Rewrite the lines of this listing from the one containing "Keypoint placement for each instance of the cap" through the end of the listing, requests included, scaling every point coordinate in the answers by 1.7 and rounding to whole numbers with halves rounded up. Give only those lines.

.....

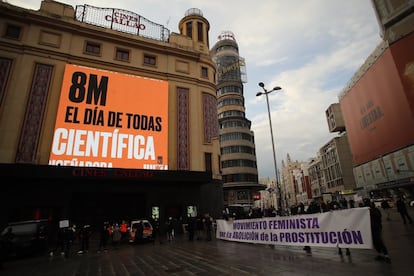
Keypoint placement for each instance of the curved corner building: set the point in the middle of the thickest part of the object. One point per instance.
(237, 148)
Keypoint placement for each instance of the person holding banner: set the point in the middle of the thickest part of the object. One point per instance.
(313, 208)
(376, 231)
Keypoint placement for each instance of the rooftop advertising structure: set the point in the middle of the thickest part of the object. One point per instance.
(108, 119)
(378, 110)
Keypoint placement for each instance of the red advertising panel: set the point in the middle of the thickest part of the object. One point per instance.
(377, 113)
(109, 119)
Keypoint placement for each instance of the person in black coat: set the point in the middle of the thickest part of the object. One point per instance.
(402, 209)
(376, 231)
(313, 208)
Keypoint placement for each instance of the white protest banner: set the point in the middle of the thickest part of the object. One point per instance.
(349, 228)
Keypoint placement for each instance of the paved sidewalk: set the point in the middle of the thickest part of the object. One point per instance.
(217, 257)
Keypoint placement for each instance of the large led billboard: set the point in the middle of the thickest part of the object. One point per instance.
(109, 119)
(378, 110)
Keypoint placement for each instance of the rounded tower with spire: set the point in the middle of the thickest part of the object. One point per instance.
(237, 147)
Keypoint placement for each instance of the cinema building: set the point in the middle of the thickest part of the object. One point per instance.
(105, 114)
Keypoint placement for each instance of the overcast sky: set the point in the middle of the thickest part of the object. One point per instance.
(310, 48)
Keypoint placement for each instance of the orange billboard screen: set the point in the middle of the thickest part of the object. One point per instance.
(109, 119)
(377, 112)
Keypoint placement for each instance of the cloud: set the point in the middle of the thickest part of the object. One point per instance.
(310, 48)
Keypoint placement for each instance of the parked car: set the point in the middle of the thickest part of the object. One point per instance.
(25, 238)
(147, 230)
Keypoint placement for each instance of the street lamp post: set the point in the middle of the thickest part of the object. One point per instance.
(266, 93)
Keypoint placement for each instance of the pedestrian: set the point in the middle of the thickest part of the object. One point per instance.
(386, 207)
(208, 223)
(376, 231)
(139, 233)
(191, 227)
(116, 236)
(200, 227)
(313, 208)
(84, 236)
(402, 209)
(155, 230)
(103, 237)
(170, 229)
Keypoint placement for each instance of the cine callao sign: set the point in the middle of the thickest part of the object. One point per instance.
(112, 120)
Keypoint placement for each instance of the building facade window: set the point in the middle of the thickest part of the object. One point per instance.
(93, 48)
(189, 27)
(5, 67)
(204, 72)
(207, 160)
(122, 54)
(200, 33)
(13, 31)
(150, 60)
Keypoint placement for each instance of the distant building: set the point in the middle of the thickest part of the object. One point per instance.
(378, 107)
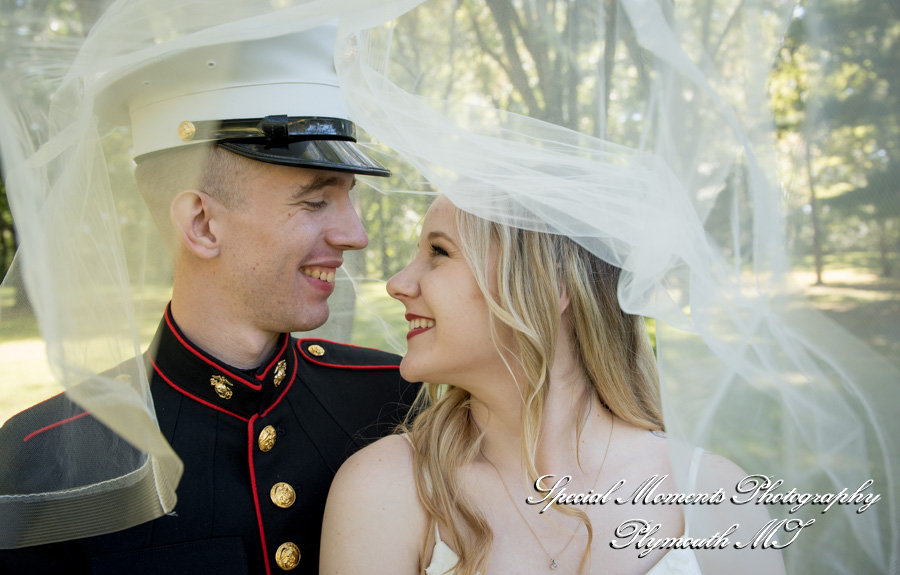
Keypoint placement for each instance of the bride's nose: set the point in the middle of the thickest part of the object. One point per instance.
(404, 284)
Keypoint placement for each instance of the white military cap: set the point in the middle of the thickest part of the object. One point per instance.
(275, 100)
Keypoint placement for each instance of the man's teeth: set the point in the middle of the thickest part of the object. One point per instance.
(420, 323)
(320, 274)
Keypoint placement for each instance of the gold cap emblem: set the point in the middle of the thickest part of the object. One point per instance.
(280, 372)
(186, 131)
(266, 439)
(221, 385)
(283, 495)
(288, 556)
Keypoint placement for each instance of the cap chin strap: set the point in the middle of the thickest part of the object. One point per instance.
(278, 130)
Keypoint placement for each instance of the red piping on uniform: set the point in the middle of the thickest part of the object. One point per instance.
(261, 376)
(286, 387)
(194, 397)
(57, 424)
(317, 362)
(191, 349)
(262, 535)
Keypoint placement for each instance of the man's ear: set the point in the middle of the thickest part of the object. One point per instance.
(193, 214)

.....

Result of this exercise -
Keypoint placement for each instance of the cap chin strap: set the point in the middle of the thickest part of the object. One point per instance.
(473, 221)
Keypoint placement for each instance of the red piping on uniform: set the point in the middle of the thickest part of the object. One point per instance.
(444, 639)
(486, 658)
(330, 675)
(97, 721)
(539, 615)
(325, 593)
(445, 910)
Keypoint placement for each instance of the man's ear: set the point in the middle of the thickest part of the object. One point per instance.
(328, 364)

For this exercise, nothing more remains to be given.